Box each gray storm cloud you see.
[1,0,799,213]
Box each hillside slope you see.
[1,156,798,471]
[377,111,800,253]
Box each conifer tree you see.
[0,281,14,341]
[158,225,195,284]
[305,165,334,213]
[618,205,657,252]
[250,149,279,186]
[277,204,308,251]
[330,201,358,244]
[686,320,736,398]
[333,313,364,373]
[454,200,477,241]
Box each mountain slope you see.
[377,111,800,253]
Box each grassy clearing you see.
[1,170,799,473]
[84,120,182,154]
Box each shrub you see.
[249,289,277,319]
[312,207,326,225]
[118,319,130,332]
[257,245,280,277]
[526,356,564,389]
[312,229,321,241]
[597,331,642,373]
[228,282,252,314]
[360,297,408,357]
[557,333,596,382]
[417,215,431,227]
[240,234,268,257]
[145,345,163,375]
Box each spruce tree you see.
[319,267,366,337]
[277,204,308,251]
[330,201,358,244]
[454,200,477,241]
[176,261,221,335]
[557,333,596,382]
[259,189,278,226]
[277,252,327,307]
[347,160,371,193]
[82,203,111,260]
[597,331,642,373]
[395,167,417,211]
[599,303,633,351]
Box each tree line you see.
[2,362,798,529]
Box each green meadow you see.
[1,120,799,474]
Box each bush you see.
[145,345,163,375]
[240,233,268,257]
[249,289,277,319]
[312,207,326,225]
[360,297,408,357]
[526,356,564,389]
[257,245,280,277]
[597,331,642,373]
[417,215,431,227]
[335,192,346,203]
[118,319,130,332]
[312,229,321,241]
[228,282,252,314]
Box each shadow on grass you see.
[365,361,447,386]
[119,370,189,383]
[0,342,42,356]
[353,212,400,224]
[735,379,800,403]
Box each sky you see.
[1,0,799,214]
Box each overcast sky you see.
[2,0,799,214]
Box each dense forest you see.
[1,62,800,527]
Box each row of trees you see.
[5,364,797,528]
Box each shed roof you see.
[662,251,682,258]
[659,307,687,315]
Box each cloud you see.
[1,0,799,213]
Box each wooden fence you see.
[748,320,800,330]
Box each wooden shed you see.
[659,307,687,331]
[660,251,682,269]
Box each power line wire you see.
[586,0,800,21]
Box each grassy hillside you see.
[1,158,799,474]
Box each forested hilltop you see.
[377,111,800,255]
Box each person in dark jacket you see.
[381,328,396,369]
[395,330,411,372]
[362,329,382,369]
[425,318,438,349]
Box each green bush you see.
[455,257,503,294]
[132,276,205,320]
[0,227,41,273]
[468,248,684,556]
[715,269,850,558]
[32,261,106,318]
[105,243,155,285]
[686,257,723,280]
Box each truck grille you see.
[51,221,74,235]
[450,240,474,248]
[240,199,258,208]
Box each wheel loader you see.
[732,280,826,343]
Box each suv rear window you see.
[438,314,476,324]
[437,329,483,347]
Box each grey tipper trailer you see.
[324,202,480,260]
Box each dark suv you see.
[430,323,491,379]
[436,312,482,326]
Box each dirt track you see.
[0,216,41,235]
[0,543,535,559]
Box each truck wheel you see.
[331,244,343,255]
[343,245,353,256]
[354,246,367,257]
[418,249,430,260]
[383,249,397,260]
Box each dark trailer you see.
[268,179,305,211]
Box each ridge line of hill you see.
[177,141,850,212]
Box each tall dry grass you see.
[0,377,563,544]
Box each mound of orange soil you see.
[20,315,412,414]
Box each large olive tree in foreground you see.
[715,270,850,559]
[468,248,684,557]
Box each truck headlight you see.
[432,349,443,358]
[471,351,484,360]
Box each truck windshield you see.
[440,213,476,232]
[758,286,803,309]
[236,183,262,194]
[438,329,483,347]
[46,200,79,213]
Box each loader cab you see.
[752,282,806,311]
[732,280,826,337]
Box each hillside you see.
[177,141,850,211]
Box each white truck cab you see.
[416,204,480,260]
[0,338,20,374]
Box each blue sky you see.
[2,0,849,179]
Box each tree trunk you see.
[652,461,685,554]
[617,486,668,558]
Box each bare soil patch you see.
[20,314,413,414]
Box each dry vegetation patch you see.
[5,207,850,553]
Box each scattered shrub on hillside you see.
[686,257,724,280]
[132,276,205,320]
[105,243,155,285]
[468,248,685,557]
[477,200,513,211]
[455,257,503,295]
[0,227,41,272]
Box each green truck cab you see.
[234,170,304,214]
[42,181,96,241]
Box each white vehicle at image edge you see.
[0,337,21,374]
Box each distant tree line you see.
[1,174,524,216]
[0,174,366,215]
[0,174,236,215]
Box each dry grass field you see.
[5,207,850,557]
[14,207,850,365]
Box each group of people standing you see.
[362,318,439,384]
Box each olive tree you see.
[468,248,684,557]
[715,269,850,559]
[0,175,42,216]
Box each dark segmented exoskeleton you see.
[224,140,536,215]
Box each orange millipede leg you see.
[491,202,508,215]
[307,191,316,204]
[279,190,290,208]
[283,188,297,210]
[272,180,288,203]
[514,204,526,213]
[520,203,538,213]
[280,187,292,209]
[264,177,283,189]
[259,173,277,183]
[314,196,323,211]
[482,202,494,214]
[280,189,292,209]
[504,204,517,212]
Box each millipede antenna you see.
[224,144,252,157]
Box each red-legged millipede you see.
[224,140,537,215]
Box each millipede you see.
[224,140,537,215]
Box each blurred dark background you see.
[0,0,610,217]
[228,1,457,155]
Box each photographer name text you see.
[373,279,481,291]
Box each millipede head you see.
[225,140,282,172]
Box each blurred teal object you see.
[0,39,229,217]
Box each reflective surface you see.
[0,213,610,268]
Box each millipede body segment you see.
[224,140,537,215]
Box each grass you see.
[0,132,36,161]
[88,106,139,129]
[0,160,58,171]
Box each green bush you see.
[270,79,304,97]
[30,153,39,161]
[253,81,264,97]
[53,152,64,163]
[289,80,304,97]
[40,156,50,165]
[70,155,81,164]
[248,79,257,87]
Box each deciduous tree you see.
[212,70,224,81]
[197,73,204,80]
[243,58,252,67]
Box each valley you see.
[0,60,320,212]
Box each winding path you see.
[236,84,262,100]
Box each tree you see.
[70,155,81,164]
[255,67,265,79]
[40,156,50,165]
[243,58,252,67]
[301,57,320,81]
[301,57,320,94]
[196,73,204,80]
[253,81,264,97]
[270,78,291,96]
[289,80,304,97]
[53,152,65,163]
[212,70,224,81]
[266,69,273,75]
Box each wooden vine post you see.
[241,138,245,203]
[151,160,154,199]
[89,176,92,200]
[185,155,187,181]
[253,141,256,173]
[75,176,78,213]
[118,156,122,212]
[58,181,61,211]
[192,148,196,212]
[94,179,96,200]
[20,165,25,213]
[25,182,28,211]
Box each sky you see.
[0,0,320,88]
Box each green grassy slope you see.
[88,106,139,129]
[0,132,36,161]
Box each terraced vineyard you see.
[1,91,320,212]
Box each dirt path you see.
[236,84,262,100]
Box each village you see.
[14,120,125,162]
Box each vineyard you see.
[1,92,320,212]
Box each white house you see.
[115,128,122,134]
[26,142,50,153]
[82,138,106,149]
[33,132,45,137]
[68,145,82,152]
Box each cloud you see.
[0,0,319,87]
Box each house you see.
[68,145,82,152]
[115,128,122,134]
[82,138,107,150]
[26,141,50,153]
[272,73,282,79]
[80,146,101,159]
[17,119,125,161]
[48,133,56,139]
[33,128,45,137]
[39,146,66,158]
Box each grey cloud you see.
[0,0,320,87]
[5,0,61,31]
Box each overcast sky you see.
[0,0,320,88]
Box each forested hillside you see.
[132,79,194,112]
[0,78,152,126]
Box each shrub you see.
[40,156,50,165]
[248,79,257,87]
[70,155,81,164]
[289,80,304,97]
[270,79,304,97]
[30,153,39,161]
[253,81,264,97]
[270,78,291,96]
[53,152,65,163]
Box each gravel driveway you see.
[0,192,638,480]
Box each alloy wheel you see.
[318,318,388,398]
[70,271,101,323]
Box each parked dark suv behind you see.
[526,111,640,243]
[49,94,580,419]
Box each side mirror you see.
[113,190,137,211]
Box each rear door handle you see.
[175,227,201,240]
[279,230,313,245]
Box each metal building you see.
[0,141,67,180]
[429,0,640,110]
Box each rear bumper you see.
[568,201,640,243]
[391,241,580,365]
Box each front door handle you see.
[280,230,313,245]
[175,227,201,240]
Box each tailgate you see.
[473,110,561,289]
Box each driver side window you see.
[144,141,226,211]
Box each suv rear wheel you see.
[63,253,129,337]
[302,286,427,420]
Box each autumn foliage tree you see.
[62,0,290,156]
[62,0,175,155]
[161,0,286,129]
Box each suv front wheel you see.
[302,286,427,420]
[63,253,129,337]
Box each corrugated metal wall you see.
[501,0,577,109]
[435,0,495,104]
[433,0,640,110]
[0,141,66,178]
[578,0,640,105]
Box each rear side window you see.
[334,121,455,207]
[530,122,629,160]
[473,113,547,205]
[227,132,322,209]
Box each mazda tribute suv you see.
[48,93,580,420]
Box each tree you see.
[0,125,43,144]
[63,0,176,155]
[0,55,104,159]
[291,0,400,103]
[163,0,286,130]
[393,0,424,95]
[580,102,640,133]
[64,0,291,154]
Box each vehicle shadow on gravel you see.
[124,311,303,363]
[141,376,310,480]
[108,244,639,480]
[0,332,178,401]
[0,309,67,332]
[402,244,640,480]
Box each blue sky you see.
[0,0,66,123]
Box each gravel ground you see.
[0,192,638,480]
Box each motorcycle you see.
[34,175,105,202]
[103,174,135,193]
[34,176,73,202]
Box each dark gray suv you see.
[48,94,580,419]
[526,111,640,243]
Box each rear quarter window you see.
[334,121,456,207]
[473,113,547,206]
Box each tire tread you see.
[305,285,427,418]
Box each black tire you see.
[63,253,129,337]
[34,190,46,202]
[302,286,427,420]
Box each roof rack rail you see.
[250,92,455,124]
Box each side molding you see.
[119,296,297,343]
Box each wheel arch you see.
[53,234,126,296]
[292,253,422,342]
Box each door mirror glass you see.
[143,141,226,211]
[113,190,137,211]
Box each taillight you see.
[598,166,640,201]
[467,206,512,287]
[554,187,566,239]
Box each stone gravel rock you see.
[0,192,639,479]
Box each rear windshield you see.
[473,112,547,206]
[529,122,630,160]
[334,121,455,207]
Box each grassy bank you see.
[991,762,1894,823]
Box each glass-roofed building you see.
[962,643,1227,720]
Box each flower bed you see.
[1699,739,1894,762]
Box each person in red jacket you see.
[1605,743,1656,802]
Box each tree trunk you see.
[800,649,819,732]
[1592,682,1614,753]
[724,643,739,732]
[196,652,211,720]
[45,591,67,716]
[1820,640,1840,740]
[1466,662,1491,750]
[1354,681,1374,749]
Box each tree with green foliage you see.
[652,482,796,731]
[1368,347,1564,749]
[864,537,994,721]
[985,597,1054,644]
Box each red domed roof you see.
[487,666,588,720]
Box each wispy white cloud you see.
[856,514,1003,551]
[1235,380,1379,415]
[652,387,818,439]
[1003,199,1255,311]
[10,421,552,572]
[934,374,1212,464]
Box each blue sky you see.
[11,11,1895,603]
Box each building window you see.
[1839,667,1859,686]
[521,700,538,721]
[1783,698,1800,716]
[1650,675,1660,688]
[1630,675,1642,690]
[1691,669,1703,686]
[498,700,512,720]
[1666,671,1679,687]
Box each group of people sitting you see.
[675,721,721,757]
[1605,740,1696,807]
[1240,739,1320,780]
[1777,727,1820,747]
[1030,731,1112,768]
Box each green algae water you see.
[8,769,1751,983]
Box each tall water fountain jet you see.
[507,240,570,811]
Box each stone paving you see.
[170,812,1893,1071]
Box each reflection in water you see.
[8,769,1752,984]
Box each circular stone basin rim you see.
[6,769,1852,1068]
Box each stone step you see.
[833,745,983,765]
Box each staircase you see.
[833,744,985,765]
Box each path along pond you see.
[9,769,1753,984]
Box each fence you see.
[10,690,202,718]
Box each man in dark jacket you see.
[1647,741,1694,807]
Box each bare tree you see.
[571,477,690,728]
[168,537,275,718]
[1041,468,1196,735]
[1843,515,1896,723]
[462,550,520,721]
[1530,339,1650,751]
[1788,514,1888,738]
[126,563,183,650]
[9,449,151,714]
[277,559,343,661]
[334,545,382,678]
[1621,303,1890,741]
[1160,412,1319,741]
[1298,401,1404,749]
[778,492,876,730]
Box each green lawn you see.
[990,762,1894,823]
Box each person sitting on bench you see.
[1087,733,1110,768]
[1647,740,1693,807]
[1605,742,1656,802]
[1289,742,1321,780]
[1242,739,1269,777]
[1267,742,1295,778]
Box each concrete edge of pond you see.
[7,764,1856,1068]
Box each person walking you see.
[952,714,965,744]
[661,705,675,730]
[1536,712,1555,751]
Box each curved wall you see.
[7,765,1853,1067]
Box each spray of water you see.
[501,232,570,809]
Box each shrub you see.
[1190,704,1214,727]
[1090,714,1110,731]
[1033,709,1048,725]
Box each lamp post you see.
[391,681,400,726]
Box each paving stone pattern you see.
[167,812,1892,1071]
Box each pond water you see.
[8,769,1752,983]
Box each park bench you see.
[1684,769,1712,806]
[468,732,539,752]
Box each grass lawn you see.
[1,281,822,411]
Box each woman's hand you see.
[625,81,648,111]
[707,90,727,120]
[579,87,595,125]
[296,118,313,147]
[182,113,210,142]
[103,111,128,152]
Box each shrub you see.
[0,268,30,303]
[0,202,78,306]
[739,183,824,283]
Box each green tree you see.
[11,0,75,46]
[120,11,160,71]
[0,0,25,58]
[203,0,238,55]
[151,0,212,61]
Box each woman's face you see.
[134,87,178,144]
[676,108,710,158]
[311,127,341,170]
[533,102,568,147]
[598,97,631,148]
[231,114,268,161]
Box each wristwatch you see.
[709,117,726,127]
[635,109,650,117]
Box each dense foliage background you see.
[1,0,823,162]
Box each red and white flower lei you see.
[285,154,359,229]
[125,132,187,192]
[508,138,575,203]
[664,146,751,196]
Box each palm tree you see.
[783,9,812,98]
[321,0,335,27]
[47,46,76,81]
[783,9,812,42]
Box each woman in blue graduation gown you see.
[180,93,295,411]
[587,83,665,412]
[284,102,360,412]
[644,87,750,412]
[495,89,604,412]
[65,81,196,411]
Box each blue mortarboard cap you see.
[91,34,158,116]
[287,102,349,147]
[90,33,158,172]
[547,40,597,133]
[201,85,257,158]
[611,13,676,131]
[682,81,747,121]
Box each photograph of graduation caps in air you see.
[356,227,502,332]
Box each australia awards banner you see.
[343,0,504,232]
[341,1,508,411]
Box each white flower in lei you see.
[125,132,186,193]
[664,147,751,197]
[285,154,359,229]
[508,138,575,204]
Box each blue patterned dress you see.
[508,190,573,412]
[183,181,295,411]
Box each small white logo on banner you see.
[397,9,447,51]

-.-.-

* WHAT THE TASK REQUIRES
Once the line with "Box each blue patterned dress you see." is located in the data above, repeat it and every later line through the end, exactly.

* RESPONSE TO THE EXERCISE
Box each blue patterned dress you see.
[508,190,573,412]
[183,181,295,411]
Box each small white logo on banner you see.
[397,9,447,51]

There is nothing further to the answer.